DIRECTION 1 - For each statement below, say yes or no according to the forum thread on EOI invitation rounds, and quote the words from the thread that decide it. (a) The first poster submitted the EoI with 65 points. (b) The first poster says SS 190 is for Victoria. (c) The reply from zaback21 quotes the first poster.
DIRECTION 2 - List every distinct date that appears in the forum thread on EOI invitation rounds, giving each date once.
DIRECTION 3 - Reproduce word for word the stretch of the forum thread on EOI invitation rounds from "## skbsiddqiui (Jul" through "is for NSW.".

SOURCE DOCUMENT -
# EOI Invitation Rounds 190



## skbsiddqiui (Jul 10, 2015)

Hi Everyone,

I submitted my EoI under SS190 on Feb 21, 2017 under 65 points for "General Accountant". Would appreciate if anyone can let me know when the invitation rounds for the aforementioned period occur and if successful when can I expect to receive the "Invitation to Apply".

Furthermore, I 'd like to know the information as well as the documents to be kept ready should an invitation arrive.

Thanks 
MS

Oh...and I'd like to mention that SS 190 is for NSW.


----------



## zaback21 (Jan 18, 2017)

skbsiddqiui said:


> Hi Everyone,
> 
> I submitted my EoI under SS190 on Feb 21, 2017 under 65 points for "General Accountant". Would appreciate if anyone can let me know when the invitation rounds for the aforementioned period occur and if successful when can I expect to receive the "Invitation to Apply".
> 
> ...

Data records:
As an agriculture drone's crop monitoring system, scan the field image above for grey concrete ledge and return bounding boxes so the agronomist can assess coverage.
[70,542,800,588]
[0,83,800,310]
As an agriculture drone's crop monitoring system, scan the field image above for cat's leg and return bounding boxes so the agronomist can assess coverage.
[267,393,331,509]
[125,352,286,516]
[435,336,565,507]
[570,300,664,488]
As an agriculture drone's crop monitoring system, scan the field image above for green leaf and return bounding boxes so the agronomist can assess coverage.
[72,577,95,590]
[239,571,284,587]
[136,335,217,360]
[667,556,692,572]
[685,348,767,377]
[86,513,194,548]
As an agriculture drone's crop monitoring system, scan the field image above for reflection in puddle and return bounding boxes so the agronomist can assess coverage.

EXERCISE ANSWER 1 -
(a) Yes: "under 65 points for "General Accountant""
(b) No: "SS 190 is for NSW"
(c) Yes: "skbsiddqiui said:"

EXERCISE ANSWER 2 - Jul 10, 2015; Feb 21, 2017; Jan 18, 2017

EXERCISE ANSWER 3 -
## skbsiddqiui (Jul 10, 2015)

Hi Everyone,

I submitted my EoI under SS190 on Feb 21, 2017 under 65 points for "General Accountant". Would appreciate if anyone can let me know when the invitation rounds for the aforementioned period occur and if successful when can I expect to receive the "Invitation to Apply".

Furthermore, I 'd like to know the information as well as the documents to be kept ready should an invitation arrive.

Thanks 
MS

Oh...and I'd like to mention that SS 190 is for NSW.